**Testo fornito:**
━━━━━━━━━━━━━━━━━━━━━━━━━━━━━━

COME S’ARREDA UN PALAZZO ANTICO
Questo che avrebbe dovuto essere l’omaggio affettuoso reso al
gusto raro d’un amico, diviene l’elogio funebre d’un
caro scomparso. Era questi Giuseppe Brambilla, Ministro plenipotenziario
di S. M. il Re presso la Repubblica Ellenica quando il male, acuito
dall’adempimento scrupoloso e faticoso del dovere, gli stroncò
la vita.
S’era innamorato un giorno del Palazzo farnesiano di Caprarola.
Vi aveva visto forse l’oasi ideale del riposo, costretto com’egli
era a mutar casa nel mondo continuamente, seguendo la sorte delle missioni
diplomatiche che gli erano affidate. Vi aveva compreso anche l’affinità
che esisteva fra quell’ambiente mirabile e la propria indole signorilmente
raffinata, degna d’un gentiluomo del Rinascimento. Non aveva saputo
resistere alla tentazione di quella che la gente sennata chiamava una
pazzia: aveva preso in affitto il Palazzo dei Farnese, addossandosi
tutti gli obblighi di manutenzione e di restauro, impegnandosi ad una
spesa enorme, sebbene fosse ricco, ma non ricchissimo. Dio benedica
la sua memoria per quel coraggio e per quell’amore.
Quand’era lontano Giuseppe Brambilla pensava alla sua residenza
di Caprarola come ad un sogno. Ricordo un giorno a Tangeri: eravamo
saliti sulla punta estrema e guardavamo la costa d’Europa, fra
Cadice e Gibilterra: per lui cominciava di lì la via di Caprarola.
Da pochi giorni aveva comprato un tappeto antico ricco di toni violacei;
parlava della sala in cui avrebbe voluto metterlo e descriveva l’intonazione
degli affreschi mentre guardava oltre il mare, oltre la costa, come
se li vedesse dinanzi agli occhi, infallibilmente. Nel parlare s’animava,
s’esaltava, lui sempre padrone della misura, e prorompeva in accenti
d’entusiasmo. Poi si calmava, tornava sereno e un poco triste;
gli pesava la nostalgia del suo sogno sempre troppo lontano.
Per la fortuna di monumenti come quello di Caprarola bisognerebbe che
uomini di tal fervore avessero una vita eterna.
Nell’epoca nostra è di moda arredare case e palazzi con
roba antica. Non conosco moda più detestabile di questa. Ognuno
può darsi le arie di collezionista raffinato, d’intenditore
esperto, purchè acquisti, insieme coi mobili e con le stoffe,
quella terminologia da antiquario che si trova in tutte le botteghe.

━━━━━━━━━━━━━━━━━━━━━━━━━━━━━━

**Consegna:** Trascriva parola per parola il testo sul Palazzo di Caprarola, tutto ciò che va da "Per la fortuna" fino a "tutte le botteghe.". Le righe che seguono non hanno alcuna rilevanza ai fini di questo esercizio.

**Dati estratti:**
━━━━━━━━━━━━━━━━━━━━━━━━━━━━━━

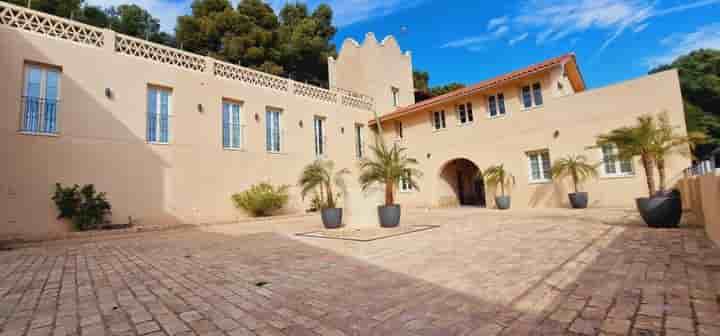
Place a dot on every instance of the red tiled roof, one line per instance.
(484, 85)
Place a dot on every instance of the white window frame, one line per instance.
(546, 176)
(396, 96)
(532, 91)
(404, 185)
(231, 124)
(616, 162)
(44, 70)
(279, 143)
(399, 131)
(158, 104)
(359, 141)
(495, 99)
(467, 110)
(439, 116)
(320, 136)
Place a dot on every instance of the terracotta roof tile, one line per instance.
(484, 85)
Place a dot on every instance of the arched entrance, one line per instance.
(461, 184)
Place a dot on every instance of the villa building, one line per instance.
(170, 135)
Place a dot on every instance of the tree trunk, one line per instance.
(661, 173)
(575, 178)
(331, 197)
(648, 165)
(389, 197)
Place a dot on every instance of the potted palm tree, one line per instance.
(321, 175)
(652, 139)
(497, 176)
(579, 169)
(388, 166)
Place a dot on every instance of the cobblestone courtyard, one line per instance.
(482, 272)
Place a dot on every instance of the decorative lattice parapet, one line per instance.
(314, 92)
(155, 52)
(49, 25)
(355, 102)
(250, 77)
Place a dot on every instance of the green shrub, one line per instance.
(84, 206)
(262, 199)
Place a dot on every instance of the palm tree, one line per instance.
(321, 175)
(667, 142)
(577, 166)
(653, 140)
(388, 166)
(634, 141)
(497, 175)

━━━━━━━━━━━━━━━━━━━━━━━━━━━━━━

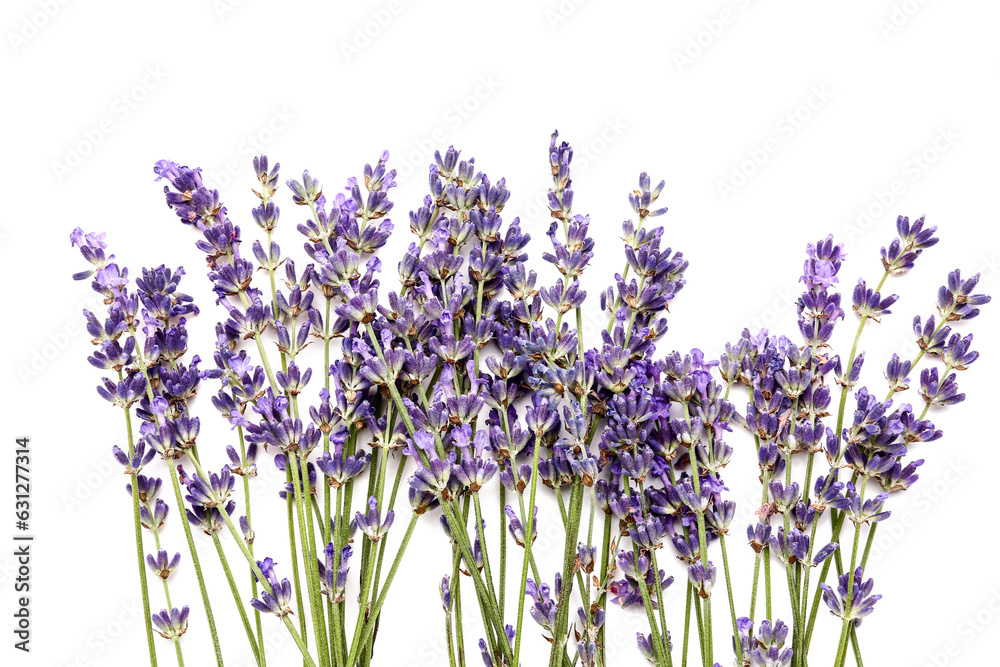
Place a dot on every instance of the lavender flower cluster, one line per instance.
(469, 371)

━━━━━━━━━━━━━━━━━━━━━━━━━━━━━━

**Risposta:**
Per la fortuna di monumenti come quello di Caprarola bisognerebbe che
uomini di tal fervore avessero una vita eterna.
Nell’epoca nostra è di moda arredare case e palazzi con
roba antica. Non conosco moda più detestabile di questa. Ognuno
può darsi le arie di collezionista raffinato, d’intenditore
esperto, purchè acquisti, insieme coi mobili e con le stoffe,
quella terminologia da antiquario che si trova in tutte le botteghe.